**Data extracted from a collection:**
%%

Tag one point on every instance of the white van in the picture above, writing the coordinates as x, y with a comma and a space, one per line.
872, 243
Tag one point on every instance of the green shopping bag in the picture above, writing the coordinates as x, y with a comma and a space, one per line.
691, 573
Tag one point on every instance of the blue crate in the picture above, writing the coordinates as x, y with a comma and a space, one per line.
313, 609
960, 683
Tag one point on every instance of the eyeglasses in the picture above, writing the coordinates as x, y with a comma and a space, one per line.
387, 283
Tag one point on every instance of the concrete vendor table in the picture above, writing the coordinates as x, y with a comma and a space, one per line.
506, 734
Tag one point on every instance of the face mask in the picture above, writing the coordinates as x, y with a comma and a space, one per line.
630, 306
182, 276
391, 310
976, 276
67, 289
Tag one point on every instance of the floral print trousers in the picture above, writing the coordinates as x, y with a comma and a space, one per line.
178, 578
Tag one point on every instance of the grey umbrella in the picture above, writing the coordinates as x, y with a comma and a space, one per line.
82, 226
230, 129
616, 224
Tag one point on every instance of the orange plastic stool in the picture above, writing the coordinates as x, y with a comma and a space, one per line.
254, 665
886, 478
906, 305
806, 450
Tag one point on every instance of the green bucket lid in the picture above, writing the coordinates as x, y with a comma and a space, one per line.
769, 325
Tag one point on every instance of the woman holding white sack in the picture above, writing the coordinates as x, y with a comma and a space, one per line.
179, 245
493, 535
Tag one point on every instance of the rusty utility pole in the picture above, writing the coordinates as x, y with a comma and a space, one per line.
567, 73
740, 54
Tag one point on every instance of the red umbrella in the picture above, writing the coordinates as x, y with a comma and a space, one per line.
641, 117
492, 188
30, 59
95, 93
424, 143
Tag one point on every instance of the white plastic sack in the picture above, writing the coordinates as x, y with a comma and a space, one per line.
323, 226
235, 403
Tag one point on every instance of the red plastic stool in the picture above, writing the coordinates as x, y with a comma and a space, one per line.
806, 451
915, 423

%%

Your answer must be the line holding "Tag one point on every instance of the red umbrella" and every later line of the entries above, written out exactly, and nothing else.

Tag one point on every instance of the red umbrella in the picture above, writing the coordinates as x, y with a comma and a space, one per line.
641, 117
492, 188
30, 59
95, 93
424, 143
Tag one point on every instance of the white plastic sack in the picture above, writing the coordinates as x, y with a comma and a space, one per line.
323, 226
235, 403
Tag one point on every instance of the red plastic stool in the picture above, writing the coordinates as x, y with a comma and a space, one per line.
806, 451
915, 423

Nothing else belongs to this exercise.